Output, word for word, the lines of the items below, starting with the line that contains "One keypoint belongs on each instance. Annotate the steel" and continuing through the last line of the items.

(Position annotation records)
>> start
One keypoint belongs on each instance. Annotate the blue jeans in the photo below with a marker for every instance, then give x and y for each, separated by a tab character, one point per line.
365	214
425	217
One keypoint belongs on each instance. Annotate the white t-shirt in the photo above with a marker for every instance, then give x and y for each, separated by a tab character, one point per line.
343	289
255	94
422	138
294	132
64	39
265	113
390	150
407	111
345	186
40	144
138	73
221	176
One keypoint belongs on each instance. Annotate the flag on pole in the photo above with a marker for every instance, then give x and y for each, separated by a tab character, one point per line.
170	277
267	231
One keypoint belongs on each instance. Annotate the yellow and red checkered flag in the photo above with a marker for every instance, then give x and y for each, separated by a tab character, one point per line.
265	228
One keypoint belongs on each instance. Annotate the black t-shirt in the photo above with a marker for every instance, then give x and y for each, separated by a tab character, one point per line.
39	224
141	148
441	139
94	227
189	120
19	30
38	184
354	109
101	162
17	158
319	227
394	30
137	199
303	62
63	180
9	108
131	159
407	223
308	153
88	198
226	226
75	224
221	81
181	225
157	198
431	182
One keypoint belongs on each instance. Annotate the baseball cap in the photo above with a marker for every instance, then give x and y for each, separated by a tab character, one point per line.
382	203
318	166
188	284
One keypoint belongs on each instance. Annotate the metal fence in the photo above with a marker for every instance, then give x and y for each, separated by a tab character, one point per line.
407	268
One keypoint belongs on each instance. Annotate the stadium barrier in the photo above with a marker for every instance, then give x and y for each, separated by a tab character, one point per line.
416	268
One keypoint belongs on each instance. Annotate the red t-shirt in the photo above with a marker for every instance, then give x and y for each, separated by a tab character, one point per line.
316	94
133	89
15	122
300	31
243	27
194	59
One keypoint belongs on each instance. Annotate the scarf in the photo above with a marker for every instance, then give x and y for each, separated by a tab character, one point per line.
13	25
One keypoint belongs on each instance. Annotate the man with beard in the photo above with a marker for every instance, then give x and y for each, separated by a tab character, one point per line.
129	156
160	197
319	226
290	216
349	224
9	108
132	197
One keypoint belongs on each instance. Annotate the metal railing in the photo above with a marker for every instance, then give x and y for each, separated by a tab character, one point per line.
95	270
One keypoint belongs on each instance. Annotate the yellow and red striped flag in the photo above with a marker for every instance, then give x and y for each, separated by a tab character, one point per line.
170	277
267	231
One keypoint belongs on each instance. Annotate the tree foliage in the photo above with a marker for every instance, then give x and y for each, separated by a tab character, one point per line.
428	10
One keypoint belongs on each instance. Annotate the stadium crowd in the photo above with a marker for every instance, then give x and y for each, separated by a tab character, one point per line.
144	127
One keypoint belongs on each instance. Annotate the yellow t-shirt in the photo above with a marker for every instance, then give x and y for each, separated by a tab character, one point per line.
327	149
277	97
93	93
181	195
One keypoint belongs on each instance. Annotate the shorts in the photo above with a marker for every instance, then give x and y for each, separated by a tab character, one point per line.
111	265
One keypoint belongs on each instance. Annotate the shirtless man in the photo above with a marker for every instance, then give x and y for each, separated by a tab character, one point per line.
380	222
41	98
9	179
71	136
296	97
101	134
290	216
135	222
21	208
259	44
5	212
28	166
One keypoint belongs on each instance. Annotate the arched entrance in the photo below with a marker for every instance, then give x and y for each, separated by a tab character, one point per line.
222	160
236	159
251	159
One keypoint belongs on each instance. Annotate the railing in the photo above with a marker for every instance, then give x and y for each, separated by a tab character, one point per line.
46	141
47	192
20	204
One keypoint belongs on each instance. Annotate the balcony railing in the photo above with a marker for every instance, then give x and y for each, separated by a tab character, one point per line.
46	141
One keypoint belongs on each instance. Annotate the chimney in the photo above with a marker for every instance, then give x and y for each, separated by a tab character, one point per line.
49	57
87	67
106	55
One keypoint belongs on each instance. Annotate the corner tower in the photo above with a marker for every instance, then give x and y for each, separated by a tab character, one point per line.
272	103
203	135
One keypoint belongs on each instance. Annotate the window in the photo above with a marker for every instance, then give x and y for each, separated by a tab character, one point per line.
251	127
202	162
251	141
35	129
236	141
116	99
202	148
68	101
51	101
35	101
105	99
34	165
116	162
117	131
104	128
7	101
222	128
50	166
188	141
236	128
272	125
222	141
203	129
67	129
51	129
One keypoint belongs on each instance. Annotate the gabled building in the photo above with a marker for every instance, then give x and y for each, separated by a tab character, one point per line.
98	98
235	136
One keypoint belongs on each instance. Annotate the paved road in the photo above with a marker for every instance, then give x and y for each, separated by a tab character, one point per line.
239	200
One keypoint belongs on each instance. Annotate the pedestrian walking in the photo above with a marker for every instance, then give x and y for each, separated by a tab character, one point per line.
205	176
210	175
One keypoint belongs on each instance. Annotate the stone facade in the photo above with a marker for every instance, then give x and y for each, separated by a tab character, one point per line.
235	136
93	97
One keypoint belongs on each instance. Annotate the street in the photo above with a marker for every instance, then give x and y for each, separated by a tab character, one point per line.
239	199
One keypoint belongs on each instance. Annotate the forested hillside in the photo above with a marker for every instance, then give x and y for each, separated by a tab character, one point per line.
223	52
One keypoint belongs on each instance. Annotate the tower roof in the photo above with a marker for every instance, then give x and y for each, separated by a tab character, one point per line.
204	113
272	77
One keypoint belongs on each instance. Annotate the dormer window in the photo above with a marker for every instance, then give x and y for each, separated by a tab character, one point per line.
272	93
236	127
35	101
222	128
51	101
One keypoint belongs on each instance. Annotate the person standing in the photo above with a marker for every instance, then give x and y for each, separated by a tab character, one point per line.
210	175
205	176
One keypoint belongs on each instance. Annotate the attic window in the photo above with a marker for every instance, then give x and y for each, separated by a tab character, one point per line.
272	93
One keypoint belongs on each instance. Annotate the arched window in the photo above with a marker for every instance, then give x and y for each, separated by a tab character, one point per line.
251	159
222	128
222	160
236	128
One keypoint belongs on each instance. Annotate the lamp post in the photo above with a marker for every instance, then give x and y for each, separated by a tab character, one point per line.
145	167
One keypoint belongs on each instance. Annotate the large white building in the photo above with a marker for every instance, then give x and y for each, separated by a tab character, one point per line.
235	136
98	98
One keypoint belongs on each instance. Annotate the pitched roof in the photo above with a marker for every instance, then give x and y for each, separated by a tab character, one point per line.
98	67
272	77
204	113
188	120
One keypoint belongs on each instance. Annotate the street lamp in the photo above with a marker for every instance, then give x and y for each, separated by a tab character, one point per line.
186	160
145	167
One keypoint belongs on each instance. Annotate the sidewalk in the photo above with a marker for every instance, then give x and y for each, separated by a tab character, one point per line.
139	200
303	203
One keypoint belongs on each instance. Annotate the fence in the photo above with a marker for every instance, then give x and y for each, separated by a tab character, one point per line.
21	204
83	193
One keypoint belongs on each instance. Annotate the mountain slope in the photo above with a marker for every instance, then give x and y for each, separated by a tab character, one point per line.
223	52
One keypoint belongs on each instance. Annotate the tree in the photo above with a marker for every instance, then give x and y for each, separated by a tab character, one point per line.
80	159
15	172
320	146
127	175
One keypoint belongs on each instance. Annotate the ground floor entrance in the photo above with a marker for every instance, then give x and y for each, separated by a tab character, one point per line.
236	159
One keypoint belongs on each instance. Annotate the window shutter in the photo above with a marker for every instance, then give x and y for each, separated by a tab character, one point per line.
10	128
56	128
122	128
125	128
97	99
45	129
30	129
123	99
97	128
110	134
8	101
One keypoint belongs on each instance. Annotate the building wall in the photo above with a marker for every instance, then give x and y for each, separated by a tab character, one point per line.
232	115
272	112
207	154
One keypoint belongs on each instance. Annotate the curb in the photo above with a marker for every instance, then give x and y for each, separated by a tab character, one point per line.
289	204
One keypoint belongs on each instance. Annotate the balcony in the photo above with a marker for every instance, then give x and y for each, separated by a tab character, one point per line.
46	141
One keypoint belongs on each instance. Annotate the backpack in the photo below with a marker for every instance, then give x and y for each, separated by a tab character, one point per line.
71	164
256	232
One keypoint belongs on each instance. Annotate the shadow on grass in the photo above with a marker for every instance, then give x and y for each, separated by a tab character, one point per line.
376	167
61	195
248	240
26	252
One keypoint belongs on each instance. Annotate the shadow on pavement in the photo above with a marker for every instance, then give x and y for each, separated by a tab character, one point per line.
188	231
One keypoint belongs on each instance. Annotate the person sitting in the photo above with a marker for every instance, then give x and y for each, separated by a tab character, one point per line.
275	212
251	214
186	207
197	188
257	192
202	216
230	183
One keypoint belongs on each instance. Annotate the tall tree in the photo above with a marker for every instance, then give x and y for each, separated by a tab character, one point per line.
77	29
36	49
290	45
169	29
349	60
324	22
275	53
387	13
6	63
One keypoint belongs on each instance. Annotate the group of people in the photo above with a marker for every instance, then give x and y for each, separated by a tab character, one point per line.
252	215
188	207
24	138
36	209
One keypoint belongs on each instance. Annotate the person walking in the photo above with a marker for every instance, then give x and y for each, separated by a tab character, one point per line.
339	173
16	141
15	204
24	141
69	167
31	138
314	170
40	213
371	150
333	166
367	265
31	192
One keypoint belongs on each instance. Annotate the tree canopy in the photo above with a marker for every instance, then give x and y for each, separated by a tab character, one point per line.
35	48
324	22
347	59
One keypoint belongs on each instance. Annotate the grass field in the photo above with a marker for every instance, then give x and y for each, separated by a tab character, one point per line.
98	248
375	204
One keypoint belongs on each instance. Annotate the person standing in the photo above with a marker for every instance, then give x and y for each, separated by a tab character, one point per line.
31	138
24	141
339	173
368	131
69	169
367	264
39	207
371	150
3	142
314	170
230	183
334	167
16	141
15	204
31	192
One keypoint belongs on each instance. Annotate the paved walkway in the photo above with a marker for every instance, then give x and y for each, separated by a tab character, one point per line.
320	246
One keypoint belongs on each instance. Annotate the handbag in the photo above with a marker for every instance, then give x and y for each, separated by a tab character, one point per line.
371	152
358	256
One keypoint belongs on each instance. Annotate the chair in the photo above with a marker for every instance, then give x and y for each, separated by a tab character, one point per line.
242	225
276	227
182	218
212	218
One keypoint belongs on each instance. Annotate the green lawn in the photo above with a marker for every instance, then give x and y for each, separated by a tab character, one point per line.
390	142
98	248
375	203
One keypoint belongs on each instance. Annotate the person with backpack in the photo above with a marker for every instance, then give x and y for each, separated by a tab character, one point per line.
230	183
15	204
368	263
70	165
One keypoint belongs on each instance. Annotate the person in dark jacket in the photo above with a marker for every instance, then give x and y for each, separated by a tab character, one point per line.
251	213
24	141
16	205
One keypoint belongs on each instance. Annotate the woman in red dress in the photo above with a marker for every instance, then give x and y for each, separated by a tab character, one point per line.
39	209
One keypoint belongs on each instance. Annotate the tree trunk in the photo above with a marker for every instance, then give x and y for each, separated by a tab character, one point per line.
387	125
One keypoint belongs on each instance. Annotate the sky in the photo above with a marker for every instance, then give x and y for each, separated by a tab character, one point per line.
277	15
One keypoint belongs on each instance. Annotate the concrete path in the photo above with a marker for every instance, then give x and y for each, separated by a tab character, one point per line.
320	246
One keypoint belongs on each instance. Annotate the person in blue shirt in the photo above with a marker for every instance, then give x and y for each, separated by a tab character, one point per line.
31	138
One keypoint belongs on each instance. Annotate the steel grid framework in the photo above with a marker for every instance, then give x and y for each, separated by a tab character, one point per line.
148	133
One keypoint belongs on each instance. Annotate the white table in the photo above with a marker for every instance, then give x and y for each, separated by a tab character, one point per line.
>> end
_Finished exercise:_
One keypoint belongs on each instance. Annotate the steel grid framework in the photo above with a marker for every instance, then give x and y for each, separated by a tab character, one point per line.
148	133
One keypoint belongs on each instance. Annotate the white table in the photo above with a marker for every instance, then give x and y for each, separated by a tab character, one point per line.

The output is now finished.